TEXTO FUENTE:
>>>>

La Asamblea Constituyente, en Bonn, en 1949.

Su redacción no fue sencilla, y enfrentó en varias ocasiones el deseo de los legisladores con los requisitos exigidos por las autoridades militares de ocupación. Iba a ser una ley provisional, pero sigue vigente casi 65 años después, habiendo sobrevivido a la caída del Telón de Acero, la reunificación y más de dos centenares de pequeños remiendos.

La Ley Fundamental de Bonn (por la entonces capital de la RFA) tiene el honor de ser el primer texto constitucional del continente que incluye una mención explícita a una Europa unida. Lo hace en el preámbulo:

Consciente de su responsabilidad ante Dios y ante los hombres, animado de la voluntad de servir a la paz del mundo, como miembro con igualdad de derechos de una Europa unida, el pueblo alemán, en virtud de su poder constituyente, se ha otorgado la presente Ley Fundamental.

<<<<

LOS REGISTROS:
>>>>

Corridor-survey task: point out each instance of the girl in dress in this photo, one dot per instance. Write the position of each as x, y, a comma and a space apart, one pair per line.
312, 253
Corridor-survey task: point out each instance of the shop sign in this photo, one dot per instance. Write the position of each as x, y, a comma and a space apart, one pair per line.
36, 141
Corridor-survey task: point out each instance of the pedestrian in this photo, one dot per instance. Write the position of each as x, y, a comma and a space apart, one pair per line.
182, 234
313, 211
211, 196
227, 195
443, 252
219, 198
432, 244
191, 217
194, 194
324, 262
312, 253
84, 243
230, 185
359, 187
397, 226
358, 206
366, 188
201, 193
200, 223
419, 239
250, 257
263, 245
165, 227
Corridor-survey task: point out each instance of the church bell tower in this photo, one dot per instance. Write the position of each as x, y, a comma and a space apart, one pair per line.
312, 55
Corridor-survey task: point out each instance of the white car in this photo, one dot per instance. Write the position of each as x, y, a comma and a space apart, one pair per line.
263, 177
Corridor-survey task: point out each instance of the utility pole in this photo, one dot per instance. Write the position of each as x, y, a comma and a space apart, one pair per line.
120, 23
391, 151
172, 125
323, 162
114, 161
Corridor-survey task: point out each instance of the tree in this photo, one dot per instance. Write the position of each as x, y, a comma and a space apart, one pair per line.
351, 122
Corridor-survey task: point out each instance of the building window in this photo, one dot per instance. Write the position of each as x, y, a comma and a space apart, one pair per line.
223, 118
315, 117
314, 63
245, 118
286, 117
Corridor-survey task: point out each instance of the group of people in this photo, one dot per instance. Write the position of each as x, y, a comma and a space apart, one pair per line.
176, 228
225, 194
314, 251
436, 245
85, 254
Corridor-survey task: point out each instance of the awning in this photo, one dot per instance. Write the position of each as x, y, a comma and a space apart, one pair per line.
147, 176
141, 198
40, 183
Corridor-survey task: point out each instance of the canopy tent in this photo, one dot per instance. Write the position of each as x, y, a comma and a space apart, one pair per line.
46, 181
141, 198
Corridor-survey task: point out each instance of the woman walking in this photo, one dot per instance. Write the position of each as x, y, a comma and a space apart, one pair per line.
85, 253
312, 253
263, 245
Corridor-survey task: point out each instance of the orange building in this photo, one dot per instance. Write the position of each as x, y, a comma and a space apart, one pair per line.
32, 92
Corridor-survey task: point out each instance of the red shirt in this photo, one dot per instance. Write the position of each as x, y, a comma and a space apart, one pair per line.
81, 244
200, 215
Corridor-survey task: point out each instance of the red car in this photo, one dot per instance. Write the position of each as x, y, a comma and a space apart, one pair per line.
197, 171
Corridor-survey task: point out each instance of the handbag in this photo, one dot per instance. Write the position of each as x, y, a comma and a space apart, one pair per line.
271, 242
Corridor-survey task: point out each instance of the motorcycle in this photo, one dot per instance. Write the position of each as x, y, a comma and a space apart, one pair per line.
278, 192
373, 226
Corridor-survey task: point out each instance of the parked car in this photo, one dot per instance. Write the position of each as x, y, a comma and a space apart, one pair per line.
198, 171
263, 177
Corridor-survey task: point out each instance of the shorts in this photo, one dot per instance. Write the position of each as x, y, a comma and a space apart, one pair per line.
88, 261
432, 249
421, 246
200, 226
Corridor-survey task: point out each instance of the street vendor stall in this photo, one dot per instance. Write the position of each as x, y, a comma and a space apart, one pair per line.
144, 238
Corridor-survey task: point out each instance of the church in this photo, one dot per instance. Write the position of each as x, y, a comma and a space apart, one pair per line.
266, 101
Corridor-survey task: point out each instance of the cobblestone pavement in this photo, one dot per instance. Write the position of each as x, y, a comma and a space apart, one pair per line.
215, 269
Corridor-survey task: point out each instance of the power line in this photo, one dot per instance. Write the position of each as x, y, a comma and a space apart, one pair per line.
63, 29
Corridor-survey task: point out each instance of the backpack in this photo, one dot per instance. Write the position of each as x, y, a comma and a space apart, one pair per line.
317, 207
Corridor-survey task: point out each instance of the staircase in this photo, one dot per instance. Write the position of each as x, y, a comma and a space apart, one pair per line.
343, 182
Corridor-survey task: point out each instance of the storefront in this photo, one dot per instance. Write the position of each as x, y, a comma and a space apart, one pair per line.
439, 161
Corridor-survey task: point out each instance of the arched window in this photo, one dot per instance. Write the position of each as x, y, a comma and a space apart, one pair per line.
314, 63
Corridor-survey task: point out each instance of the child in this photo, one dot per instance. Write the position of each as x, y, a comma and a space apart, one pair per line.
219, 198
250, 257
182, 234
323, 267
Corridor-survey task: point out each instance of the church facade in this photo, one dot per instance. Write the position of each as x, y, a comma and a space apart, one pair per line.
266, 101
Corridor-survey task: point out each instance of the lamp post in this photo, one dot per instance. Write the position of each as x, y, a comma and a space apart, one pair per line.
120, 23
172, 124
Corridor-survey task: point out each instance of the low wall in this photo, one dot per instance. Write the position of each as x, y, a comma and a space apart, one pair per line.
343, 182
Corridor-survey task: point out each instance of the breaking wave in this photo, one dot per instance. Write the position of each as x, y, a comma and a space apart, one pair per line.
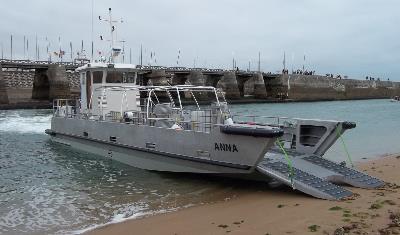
13, 121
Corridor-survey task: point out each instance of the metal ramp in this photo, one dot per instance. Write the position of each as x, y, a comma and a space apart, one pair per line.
349, 176
315, 175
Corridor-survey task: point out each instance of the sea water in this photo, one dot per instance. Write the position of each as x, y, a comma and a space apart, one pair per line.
46, 188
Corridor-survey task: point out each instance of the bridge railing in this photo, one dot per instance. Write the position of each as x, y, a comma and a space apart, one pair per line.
68, 108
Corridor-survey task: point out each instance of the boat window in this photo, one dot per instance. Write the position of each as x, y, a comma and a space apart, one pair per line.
97, 77
114, 77
129, 77
83, 79
88, 90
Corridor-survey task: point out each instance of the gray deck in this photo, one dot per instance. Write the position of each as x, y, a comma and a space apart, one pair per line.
315, 175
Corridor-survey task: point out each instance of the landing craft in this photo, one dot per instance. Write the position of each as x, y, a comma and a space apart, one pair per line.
149, 127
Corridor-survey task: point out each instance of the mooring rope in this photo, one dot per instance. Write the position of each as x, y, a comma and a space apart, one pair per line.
288, 160
345, 147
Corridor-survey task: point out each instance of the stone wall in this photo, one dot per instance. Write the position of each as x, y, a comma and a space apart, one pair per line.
3, 89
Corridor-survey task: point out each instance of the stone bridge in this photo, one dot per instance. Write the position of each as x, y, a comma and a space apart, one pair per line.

<<<<

QUÉ SE PIDE:
- 1) Resume en dos oraciones el texto sobre la Ley Fundamental de Bonn.
- 2) Convierte en una lista numerada, sin líneas en blanco, las líneas de los registros que van desde la que contiene "Corridor-survey task: point out each instance of the mooring" hasta el final de los registros, ambas incluidas.

RESPUESTAS POR TAREA:
- 1) La redacción de la Ley Fundamental de Bonn enfrentó varias veces el deseo de los legisladores con los requisitos de las autoridades militares de ocupación, y aunque iba a ser provisional sigue vigente casi 65 años después, tras sobrevivir a la caída del Telón de Acero, la reunificación y más de dos centenares de pequeños remiendos. Además, es el primer texto constitucional del continente que menciona de forma explícita una Europa unida, algo que hace en su preámbulo.

- 2)
1. Corridor-survey task: point out each instance of the mooring rope in this photo, one dot per instance. Write the position of each as x, y, a comma and a space apart, one pair per line.
2. 288, 160
3. 345, 147
4. Corridor-survey task: point out each instance of the stone wall in this photo, one dot per instance. Write the position of each as x, y, a comma and a space apart, one pair per line.
5. 3, 89
6. Corridor-survey task: point out each instance of the stone bridge in this photo, one dot per instance. Write the position of each as x, y, a comma and a space apart, one pair per line.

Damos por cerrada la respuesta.